## BEGIN

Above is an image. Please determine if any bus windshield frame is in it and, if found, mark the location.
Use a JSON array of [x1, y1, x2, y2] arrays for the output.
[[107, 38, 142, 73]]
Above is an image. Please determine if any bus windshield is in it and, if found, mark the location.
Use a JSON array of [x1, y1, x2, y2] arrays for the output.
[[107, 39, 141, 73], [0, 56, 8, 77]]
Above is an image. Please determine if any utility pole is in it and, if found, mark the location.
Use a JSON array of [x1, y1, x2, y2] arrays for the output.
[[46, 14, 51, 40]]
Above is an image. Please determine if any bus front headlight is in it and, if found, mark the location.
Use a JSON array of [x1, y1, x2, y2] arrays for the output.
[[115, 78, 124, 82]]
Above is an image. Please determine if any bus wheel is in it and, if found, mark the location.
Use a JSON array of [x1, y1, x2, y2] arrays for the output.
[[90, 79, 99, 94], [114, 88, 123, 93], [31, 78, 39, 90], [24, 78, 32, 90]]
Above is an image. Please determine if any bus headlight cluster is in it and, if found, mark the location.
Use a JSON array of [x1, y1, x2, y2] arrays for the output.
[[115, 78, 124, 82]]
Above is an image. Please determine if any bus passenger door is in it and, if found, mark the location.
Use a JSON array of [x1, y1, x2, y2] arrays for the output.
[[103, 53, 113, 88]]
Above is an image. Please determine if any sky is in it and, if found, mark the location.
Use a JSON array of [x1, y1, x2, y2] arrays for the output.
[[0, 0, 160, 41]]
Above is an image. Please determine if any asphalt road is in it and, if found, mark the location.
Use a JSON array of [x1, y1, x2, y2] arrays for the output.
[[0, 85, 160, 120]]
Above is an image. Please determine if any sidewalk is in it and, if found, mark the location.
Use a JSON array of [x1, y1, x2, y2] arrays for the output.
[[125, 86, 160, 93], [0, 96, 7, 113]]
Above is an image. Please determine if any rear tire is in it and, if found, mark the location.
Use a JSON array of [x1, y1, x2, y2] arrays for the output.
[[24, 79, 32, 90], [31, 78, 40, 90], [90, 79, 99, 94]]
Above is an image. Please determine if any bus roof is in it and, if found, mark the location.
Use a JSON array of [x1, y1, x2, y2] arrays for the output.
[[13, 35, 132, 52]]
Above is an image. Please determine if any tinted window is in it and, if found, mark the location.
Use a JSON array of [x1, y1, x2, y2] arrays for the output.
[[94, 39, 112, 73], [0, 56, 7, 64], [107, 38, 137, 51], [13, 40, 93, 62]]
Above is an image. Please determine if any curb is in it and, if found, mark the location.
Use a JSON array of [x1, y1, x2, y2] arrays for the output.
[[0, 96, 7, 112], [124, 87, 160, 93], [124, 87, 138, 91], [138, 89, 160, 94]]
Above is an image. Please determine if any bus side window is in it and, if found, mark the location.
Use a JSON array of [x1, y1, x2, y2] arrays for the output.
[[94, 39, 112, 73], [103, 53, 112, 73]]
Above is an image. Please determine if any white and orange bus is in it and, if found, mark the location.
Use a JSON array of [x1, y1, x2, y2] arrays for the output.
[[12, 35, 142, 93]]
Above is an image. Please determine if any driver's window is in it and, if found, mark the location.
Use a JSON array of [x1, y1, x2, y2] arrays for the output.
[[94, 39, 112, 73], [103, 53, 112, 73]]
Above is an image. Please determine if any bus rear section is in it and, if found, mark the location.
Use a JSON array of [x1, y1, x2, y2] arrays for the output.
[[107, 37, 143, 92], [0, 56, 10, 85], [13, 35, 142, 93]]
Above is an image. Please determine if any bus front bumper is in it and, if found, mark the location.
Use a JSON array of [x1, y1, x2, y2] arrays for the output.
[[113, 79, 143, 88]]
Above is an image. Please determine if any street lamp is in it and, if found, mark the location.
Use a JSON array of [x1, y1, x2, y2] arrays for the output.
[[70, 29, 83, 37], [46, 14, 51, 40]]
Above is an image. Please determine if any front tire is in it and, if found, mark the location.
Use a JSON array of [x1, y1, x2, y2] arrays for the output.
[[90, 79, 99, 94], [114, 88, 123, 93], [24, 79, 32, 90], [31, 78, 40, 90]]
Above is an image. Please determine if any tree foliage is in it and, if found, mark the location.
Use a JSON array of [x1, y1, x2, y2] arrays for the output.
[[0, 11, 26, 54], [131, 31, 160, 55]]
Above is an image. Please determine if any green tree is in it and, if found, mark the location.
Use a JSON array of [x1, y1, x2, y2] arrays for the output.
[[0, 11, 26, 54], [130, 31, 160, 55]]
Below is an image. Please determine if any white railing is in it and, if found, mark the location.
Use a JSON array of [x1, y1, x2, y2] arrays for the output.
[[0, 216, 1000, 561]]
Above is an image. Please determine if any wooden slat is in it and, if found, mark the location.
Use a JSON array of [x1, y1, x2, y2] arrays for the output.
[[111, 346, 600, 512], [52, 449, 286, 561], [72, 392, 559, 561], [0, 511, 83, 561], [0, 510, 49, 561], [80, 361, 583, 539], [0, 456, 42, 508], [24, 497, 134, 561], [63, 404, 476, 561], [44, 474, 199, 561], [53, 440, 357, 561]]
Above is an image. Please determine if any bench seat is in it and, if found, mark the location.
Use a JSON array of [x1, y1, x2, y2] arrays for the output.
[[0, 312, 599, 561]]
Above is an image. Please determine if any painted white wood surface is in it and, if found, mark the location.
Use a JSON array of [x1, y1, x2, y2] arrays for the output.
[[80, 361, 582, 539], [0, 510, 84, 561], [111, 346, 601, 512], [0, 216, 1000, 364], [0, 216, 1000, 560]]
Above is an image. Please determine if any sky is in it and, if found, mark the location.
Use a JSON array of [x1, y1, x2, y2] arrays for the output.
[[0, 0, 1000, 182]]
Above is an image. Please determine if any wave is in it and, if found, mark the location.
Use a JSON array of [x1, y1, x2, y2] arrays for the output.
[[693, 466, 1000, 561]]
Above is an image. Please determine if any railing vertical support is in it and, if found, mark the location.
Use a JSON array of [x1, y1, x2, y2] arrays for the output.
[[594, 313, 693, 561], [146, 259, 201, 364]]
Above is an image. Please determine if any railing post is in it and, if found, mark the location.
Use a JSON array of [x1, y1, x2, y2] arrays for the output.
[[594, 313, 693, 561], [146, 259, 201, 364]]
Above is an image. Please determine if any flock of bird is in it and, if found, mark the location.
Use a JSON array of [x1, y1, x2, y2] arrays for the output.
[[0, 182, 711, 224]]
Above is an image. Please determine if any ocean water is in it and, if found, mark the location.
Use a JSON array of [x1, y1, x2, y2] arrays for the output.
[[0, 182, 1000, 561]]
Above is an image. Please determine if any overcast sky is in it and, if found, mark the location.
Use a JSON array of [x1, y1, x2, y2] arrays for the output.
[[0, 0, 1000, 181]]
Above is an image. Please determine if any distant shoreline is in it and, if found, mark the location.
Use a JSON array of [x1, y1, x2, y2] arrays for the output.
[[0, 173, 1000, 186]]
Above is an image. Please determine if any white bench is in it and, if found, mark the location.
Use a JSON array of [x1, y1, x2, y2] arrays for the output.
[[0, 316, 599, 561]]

## END

:: WORK TO COMPLETE ::
Start at the line that has "Above is an image. Please determine if any utility" and stop after the line that has "[[0, 0, 160, 41]]". Rewrite those lines with "bus passenger door" changed to "bus entry door" and nothing else changed, and give only those lines.

:: ANSWER TO THE PROBLEM ::
Above is an image. Please determine if any utility pole is in it and, if found, mark the location.
Use a JSON array of [x1, y1, x2, y2] arrays for the output.
[[46, 14, 51, 40]]
Above is an image. Please determine if any bus front headlight is in it and, if found, mark the location.
Use a JSON array of [x1, y1, x2, y2] arrays for the output.
[[115, 78, 124, 82]]
Above is an image. Please determine if any bus wheel is in it and, if found, mark the location.
Use a JSON array of [x1, y1, x2, y2] arrays for the output.
[[90, 79, 99, 94], [114, 88, 123, 93], [31, 78, 39, 90], [24, 78, 32, 90]]
Above is an image. Please determine if any bus headlight cluster is in it and, if found, mark the location.
Use a JSON array of [x1, y1, x2, y2] arrays for the output.
[[115, 78, 124, 82]]
Above is an image. Please determine if any bus entry door is in it and, if found, mark the location.
Use a JSON array of [x1, y1, x2, y2] arrays for the output.
[[103, 53, 113, 88]]
Above is an image. Please determine if any sky is in it and, if found, mark the location.
Use a JSON array of [x1, y1, x2, y2] arrays for the output.
[[0, 0, 160, 41]]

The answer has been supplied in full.